● **DIRECTIONS FOR THIS TASK**
Starting from the line that contains "In the photo above, where can the dark", reproduce each line exactly through the end of the material, and include no other lines.

● **MATERIAL**
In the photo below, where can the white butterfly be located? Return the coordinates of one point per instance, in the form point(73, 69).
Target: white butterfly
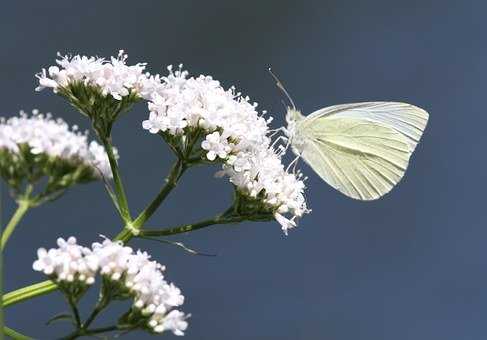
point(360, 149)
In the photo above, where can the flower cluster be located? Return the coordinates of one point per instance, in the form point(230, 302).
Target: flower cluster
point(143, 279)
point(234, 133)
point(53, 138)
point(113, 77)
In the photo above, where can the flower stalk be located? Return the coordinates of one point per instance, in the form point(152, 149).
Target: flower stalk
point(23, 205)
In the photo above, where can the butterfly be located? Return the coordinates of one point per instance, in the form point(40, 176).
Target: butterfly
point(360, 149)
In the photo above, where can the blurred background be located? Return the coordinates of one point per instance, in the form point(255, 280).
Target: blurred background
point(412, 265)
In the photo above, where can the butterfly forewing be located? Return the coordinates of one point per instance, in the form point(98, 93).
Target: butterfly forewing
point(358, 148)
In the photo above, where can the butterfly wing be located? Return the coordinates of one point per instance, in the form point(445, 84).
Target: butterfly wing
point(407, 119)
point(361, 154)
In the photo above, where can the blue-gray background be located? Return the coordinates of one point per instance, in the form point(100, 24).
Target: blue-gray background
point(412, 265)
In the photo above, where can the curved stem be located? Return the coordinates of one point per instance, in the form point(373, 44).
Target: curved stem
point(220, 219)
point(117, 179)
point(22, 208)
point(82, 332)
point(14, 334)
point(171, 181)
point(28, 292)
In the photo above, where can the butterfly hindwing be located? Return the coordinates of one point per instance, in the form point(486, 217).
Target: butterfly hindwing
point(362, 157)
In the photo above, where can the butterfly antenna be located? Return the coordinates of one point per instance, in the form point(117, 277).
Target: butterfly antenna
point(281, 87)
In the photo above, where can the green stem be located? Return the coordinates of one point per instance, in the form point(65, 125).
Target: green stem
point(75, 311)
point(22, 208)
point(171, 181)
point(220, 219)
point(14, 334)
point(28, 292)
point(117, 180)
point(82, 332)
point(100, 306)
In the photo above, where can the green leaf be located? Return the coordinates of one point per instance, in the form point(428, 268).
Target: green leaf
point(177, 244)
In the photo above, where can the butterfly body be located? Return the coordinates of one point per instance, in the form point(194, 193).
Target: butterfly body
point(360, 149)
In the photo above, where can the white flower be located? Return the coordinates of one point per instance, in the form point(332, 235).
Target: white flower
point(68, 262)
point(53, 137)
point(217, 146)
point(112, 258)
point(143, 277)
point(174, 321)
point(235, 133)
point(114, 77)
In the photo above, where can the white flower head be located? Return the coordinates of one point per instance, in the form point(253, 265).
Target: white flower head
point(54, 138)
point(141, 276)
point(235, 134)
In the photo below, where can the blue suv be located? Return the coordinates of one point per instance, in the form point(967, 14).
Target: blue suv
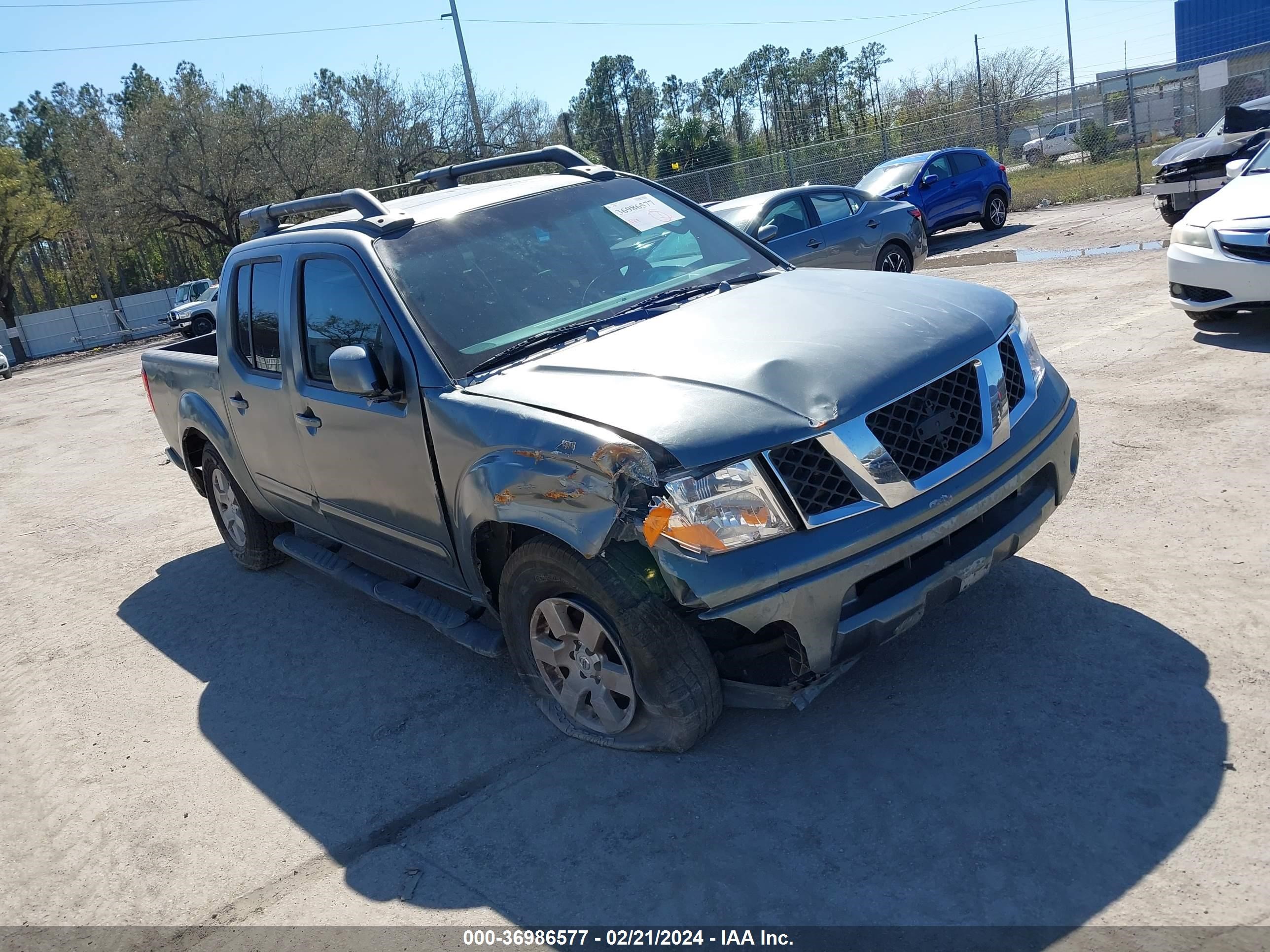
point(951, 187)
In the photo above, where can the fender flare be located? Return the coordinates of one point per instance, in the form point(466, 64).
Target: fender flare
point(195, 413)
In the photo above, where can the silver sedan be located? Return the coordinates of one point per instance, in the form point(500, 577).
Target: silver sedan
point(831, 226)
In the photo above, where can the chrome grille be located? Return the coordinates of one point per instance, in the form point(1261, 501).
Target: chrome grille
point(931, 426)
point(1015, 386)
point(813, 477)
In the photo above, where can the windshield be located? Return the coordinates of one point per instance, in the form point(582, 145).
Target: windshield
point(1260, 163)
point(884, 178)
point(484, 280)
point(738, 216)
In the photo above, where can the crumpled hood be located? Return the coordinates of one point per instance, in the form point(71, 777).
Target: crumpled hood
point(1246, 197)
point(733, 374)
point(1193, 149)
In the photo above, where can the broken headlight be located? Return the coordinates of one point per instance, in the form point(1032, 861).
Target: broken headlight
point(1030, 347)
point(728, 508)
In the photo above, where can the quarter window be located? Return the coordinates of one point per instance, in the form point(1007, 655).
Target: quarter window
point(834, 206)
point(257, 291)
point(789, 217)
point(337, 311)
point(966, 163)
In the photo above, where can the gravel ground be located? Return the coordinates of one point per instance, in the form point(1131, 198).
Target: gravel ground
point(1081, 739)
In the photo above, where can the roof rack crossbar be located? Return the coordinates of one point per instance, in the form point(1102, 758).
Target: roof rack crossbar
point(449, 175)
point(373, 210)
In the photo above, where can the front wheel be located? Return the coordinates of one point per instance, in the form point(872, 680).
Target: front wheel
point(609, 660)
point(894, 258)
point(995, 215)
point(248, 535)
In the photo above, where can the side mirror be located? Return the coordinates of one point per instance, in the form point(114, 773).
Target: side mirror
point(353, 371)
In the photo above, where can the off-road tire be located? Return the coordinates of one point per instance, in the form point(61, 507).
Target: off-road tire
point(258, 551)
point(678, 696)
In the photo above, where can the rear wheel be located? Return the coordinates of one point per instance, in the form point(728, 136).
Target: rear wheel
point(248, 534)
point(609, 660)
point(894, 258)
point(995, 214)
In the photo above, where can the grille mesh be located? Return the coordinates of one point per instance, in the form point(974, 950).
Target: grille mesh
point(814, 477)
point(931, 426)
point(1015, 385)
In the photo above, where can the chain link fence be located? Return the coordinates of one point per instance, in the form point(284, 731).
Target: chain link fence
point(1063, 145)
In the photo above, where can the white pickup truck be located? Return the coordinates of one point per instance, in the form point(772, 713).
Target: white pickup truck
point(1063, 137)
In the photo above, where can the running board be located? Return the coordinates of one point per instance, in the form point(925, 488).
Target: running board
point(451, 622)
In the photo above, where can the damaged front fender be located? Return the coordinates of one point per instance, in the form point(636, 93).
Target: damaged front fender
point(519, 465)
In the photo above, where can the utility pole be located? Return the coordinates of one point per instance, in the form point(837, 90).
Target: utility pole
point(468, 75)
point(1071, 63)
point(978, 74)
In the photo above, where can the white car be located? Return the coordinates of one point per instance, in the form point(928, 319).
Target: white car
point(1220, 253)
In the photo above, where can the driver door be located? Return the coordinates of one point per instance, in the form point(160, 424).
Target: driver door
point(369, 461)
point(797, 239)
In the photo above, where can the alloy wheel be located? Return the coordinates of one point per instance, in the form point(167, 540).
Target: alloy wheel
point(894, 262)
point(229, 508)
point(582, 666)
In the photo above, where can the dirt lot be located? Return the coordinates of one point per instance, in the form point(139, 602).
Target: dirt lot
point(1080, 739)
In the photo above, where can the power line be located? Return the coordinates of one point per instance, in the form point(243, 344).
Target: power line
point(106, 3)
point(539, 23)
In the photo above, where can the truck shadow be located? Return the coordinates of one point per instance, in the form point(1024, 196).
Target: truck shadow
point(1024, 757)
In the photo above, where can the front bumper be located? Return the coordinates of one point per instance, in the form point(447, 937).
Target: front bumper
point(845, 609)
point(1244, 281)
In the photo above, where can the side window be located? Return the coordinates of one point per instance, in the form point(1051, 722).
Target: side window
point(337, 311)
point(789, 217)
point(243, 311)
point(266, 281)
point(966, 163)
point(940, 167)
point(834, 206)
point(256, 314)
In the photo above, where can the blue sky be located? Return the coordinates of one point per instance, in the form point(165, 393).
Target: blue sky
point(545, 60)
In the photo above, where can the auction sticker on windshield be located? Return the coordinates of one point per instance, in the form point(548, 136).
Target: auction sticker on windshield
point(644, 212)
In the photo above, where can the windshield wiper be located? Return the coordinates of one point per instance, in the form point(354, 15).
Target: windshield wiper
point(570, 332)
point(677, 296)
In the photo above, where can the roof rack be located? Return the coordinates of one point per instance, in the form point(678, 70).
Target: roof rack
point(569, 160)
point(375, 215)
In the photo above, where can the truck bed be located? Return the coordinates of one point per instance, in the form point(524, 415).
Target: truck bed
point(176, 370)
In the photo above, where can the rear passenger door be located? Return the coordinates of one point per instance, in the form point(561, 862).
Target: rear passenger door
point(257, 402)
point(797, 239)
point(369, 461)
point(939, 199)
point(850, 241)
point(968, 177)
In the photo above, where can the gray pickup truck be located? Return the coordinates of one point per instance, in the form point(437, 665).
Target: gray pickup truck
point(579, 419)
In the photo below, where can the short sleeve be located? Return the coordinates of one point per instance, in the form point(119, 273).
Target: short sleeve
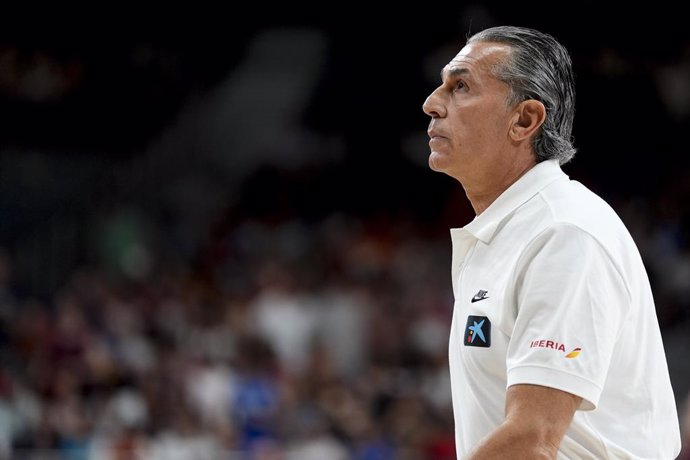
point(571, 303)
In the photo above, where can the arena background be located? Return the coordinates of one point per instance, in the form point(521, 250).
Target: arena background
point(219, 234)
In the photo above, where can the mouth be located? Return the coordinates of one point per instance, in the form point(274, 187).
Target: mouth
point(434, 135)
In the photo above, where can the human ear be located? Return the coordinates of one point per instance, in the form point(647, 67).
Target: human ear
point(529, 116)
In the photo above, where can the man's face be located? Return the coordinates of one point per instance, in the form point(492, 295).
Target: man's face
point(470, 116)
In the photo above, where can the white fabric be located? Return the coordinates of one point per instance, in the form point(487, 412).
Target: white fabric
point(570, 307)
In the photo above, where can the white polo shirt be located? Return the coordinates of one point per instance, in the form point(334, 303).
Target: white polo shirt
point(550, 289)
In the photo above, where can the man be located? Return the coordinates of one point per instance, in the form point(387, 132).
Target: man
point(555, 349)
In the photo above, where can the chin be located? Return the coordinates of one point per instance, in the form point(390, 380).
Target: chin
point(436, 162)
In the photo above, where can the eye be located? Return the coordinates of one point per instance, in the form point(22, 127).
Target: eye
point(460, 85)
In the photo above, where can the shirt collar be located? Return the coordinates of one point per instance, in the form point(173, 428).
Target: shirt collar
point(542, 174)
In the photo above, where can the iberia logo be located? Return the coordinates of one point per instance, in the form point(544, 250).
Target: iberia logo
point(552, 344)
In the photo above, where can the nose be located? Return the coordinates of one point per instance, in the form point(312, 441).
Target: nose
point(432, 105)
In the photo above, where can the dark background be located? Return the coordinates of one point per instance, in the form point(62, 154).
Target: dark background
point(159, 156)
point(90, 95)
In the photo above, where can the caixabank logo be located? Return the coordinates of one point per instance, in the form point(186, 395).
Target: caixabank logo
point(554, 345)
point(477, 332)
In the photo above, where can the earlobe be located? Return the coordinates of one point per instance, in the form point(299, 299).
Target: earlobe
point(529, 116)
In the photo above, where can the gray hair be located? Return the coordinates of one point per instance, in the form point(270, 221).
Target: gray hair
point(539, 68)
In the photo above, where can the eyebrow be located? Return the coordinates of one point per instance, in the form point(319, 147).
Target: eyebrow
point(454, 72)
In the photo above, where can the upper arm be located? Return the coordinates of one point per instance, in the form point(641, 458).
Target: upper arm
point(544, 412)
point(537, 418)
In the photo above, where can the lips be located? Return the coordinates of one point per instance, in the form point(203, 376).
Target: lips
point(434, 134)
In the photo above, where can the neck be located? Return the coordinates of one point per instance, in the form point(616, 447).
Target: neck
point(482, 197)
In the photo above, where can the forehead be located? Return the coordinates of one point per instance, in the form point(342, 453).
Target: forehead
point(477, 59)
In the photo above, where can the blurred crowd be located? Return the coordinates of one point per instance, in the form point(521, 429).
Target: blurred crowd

● **ANSWER FOR THIS EXERCISE**
In the photo above, where can the dark background be located? Return the coordinates of one point per instance, in the form point(62, 154).
Target: dark background
point(159, 156)
point(90, 95)
In the photo above, where can the caixabank logo be located? Return the coordinates of one point per instance, in the form point(186, 395).
Target: caixabank logo
point(554, 345)
point(477, 332)
In the photo above, where can the earlobe be located? Return the coordinates of one point per instance, in the form point(299, 299).
Target: earlobe
point(529, 116)
In the photo above, where can the gray hair be located? Return the coordinates of one point per instance, in the form point(270, 221).
Target: gray hair
point(539, 68)
In the photo above, where can the eyebrow be located? Return the coordinates of one point per instance, in the form point(319, 147).
Target: eyebrow
point(454, 72)
In the photo above, where can the upper arm be located? Return the coordinates of one point per instance, in the form point(641, 458).
Target: upper arm
point(544, 412)
point(537, 418)
In the photo above, where can the lips be located? Return the coordinates of one point per instance, in the form point(203, 376).
Target: lips
point(434, 134)
In the photo above, where can the neck be located? Return the coordinates of one point per instance, in the form point(616, 447).
Target: neck
point(482, 197)
In the photo above, where can the forehead be located? Return the coordinates of one point per instance, in the form point(342, 453).
Target: forehead
point(477, 59)
In the photo above, where can the blurred crowd be located? Return the coordinates of one point per instance, in the form point(521, 429).
Target: blurred crowd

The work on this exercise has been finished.